▸ **Written task**
Retype, without any change, the rows below that begin with the line containing "In this exercise you will label every instance of the white" and end with the line containing "x=272, y=209", including both of those lines.
((
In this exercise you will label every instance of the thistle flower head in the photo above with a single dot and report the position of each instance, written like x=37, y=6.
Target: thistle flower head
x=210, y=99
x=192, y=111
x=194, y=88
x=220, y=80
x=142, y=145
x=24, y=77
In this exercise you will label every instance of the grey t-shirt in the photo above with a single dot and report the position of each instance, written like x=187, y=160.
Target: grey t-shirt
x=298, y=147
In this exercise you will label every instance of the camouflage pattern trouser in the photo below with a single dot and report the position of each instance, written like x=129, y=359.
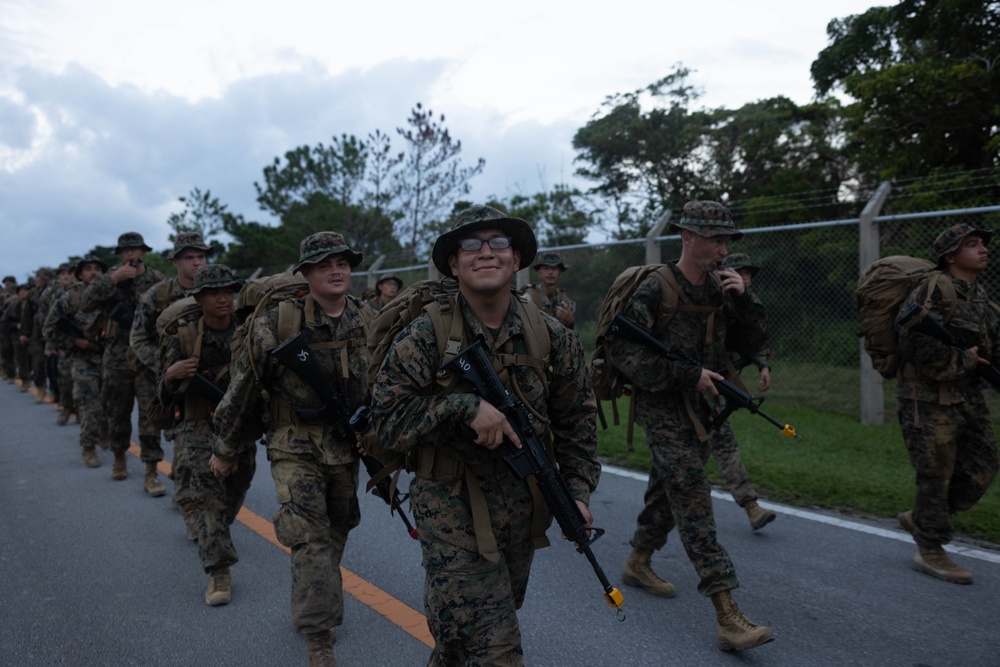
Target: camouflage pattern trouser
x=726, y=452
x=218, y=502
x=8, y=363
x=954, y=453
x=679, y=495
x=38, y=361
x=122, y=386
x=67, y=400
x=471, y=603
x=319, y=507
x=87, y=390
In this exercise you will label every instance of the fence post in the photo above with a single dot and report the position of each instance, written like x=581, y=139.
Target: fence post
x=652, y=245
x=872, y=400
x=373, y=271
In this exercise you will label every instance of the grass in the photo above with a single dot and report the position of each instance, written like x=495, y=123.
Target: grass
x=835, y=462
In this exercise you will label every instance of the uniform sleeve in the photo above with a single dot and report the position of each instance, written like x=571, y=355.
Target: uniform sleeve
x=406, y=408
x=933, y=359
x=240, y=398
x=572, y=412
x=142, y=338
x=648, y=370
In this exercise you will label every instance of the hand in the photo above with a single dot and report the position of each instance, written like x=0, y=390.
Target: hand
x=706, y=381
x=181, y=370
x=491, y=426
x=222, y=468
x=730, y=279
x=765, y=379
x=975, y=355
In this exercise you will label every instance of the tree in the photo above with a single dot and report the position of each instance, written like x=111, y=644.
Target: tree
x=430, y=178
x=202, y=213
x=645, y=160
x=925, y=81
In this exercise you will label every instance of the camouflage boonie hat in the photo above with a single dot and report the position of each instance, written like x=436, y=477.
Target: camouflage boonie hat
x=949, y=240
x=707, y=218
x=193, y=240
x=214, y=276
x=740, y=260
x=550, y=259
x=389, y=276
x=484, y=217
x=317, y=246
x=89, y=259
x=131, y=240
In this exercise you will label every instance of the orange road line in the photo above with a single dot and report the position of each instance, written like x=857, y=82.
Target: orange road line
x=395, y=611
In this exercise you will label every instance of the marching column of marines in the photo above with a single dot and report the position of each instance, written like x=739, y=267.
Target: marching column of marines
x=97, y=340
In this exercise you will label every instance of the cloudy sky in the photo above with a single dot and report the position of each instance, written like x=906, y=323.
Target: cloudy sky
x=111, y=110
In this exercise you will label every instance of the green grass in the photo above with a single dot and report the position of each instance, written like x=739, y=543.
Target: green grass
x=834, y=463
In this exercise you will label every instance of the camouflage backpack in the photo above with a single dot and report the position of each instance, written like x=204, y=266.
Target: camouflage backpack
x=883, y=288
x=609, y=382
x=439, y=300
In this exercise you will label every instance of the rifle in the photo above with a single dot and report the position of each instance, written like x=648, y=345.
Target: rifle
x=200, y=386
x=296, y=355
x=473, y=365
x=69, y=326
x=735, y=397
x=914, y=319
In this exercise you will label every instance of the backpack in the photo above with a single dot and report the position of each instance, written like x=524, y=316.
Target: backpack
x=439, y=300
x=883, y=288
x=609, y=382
))
((
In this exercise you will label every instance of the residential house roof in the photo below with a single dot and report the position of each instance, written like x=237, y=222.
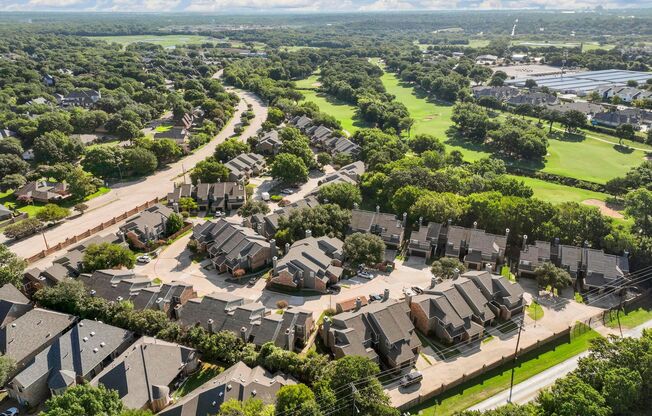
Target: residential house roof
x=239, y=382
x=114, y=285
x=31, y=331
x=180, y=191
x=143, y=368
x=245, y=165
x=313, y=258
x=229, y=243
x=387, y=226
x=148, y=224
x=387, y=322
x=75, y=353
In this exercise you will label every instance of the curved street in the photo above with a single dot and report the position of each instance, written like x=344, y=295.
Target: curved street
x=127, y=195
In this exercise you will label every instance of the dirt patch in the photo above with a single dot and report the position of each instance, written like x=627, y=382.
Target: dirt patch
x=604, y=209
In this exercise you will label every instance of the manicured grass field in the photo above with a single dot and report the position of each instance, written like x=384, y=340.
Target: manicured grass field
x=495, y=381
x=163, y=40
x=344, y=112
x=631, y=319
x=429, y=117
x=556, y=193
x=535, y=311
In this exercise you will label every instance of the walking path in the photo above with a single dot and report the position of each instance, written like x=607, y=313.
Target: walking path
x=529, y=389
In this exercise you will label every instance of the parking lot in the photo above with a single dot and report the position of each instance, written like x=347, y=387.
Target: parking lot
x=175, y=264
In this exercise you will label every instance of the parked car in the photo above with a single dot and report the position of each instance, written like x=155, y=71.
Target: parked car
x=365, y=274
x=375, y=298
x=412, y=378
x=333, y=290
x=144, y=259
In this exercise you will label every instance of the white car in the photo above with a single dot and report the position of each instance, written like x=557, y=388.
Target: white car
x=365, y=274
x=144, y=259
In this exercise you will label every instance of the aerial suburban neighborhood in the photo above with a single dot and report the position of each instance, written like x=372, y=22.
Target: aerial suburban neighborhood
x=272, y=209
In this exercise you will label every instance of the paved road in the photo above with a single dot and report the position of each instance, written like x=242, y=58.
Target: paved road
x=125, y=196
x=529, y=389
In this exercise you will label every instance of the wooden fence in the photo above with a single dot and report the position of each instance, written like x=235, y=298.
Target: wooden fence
))
((
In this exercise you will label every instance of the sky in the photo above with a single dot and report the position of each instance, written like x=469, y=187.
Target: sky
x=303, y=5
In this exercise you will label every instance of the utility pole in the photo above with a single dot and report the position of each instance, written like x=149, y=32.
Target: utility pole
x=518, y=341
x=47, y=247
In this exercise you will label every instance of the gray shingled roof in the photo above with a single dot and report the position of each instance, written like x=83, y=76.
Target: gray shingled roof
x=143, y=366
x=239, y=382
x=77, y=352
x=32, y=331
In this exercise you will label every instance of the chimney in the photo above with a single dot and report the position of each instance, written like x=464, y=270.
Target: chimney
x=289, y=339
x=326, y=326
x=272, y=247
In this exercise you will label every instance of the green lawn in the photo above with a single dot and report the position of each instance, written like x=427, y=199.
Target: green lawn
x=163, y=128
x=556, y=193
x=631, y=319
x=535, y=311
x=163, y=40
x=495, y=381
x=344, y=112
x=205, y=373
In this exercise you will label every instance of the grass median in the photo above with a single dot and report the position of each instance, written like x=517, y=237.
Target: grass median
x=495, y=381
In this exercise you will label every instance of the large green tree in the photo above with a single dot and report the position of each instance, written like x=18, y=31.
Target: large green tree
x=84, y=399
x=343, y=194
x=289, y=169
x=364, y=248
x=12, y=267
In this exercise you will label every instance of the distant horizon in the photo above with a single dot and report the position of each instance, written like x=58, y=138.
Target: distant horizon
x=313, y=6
))
▸ **Full response**
In this exercise you will label every instance of the white car in the photo above with a single dot and report the position of each instance, written like x=557, y=388.
Target: white car
x=365, y=274
x=144, y=259
In this exercise you will label every instance of the aerial suburban neighborhood in the photo above with a single dot and report the position of each instance, written like x=372, y=22.
Target: aerial suburban neighborhood
x=272, y=209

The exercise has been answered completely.